Problem details
Return each of the items below word for word, leaving out the pictures.
[Start Listing]
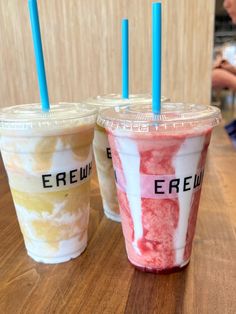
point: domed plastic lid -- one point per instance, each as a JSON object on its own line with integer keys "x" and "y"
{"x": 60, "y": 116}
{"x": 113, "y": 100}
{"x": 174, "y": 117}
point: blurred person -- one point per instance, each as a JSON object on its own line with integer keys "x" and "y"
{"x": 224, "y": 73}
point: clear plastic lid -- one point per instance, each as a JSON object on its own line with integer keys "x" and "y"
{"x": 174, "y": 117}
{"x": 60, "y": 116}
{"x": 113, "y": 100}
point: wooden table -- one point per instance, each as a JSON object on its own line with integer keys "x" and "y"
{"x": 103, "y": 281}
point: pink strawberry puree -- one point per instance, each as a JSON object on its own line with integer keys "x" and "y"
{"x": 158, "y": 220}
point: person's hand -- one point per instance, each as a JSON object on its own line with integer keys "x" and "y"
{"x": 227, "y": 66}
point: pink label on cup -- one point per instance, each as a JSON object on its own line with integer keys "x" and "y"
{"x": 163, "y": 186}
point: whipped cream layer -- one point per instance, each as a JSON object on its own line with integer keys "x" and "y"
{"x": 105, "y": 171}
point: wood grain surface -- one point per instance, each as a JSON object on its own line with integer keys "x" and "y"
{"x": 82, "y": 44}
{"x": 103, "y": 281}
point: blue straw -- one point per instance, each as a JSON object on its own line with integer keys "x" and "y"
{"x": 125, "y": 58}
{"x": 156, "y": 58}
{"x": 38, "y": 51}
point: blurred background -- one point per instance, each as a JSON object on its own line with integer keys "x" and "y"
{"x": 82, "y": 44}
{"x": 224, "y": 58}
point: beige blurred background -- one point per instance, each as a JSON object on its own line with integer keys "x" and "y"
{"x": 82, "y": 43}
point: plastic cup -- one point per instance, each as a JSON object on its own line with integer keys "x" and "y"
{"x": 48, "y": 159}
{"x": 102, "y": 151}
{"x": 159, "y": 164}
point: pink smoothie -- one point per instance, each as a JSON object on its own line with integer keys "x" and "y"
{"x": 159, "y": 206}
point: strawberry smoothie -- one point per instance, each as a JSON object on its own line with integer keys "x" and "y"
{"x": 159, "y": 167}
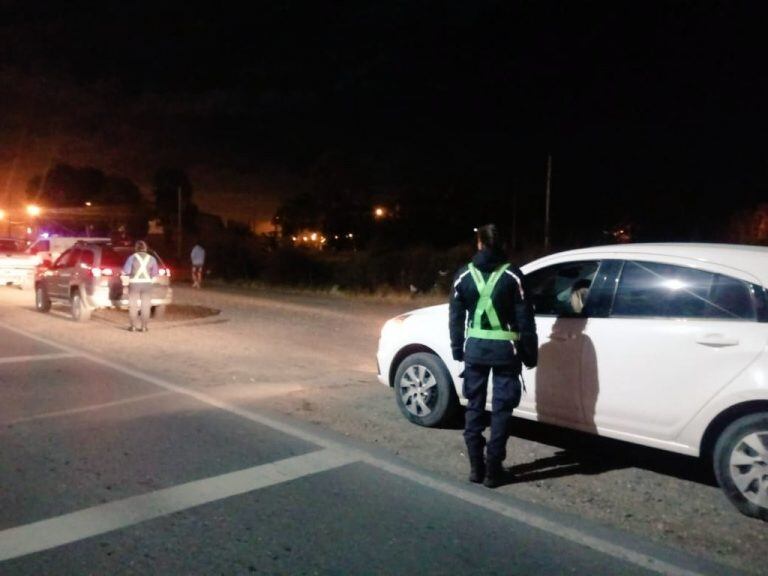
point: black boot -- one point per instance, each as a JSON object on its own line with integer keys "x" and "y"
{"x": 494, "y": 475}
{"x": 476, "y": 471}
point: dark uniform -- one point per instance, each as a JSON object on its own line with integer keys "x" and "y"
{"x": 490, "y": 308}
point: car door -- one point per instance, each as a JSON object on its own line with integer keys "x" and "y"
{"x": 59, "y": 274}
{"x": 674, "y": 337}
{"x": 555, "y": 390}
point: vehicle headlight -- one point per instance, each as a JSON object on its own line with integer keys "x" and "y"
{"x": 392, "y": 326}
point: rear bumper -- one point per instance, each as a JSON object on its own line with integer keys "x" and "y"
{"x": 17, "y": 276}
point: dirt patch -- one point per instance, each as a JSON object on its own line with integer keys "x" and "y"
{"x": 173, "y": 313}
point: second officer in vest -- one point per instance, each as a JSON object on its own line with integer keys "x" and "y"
[End Listing]
Worked answer
point: domed plastic lid -- one point per instance, each as a JSON object on its own line with integer keys "x" and "y"
{"x": 60, "y": 116}
{"x": 113, "y": 100}
{"x": 174, "y": 117}
point: blurred person -- one point per instance, each as a JSON object on its own line with integer keys "x" and "y"
{"x": 224, "y": 73}
point: clear plastic lid -- one point per instance, each as a JSON object on its own line with integer keys "x" and "y"
{"x": 174, "y": 117}
{"x": 60, "y": 116}
{"x": 113, "y": 100}
point: wooden table -- one point per instance, each as a JSON object on its own line with integer keys "x" and "y"
{"x": 103, "y": 281}
point: pink strawberry puree -- one point per instance, each as a JSON object on its own line with integer keys "x" and "y"
{"x": 158, "y": 220}
point: person's hand -- one point per instance, each as a JSON object on its own line with integer keys "x" and "y"
{"x": 227, "y": 66}
point: pink label on cup -- one point per instance, each as a JSON object on its own line with integer keys "x" and "y"
{"x": 163, "y": 186}
point: whipped cream layer -- one point per instance, each as a JSON object on its own line with integer keys "x" and "y"
{"x": 105, "y": 171}
point: wood grain surface -- one point per instance, each as a JSON object on its own line with integer keys "x" and "y"
{"x": 82, "y": 44}
{"x": 103, "y": 281}
point: blue straw -- one point per instance, each as a JSON object on its own line with integer keys "x" and "y"
{"x": 125, "y": 58}
{"x": 156, "y": 58}
{"x": 38, "y": 51}
point: blurred background -- one point per instance, each as a JSON object on its own line with integer keys "x" and "y"
{"x": 82, "y": 44}
{"x": 224, "y": 58}
point: beige blurred background -- one point per instance, each as a JSON object on its own line with integer keys "x" and "y"
{"x": 82, "y": 43}
point: plastic cup -- one point per instance, each as a JSON object on its own line with integer keys "x" and "y"
{"x": 48, "y": 159}
{"x": 102, "y": 151}
{"x": 159, "y": 164}
point: pink smoothie -- one point per instance, each as a JSON object on its own line with integer keys "x" and "y"
{"x": 159, "y": 206}
point: strawberry smoothie -- one point per instance, each as a JSON object on its own line with integer keys "x" and "y"
{"x": 159, "y": 167}
point: black boot -- one point per instance, each as a JSON object on its own line with integer keys "x" and "y"
{"x": 494, "y": 475}
{"x": 476, "y": 471}
point: dark uniform -- one point per instance, each as a JSON object on its own line with integer keys "x" and "y"
{"x": 490, "y": 308}
point: car door -- one point per instance, each as a JSON object on its own line with integer keys "x" and "y"
{"x": 59, "y": 274}
{"x": 674, "y": 337}
{"x": 555, "y": 390}
point: vehicle headlight -- one point per instance, each as a JSON object on its own line with integer keys "x" and "y"
{"x": 392, "y": 326}
point: rear bumper -- one point per instance, each as a JSON object on its own line with integer keys "x" and "y"
{"x": 17, "y": 276}
point: dirt patch -- one point per instance, each as a JSON object on its own line with integer keys "x" and "y"
{"x": 173, "y": 313}
point: second officer in vest -- one point per instance, each as a JSON object on its own line with integer keys "x" and "y"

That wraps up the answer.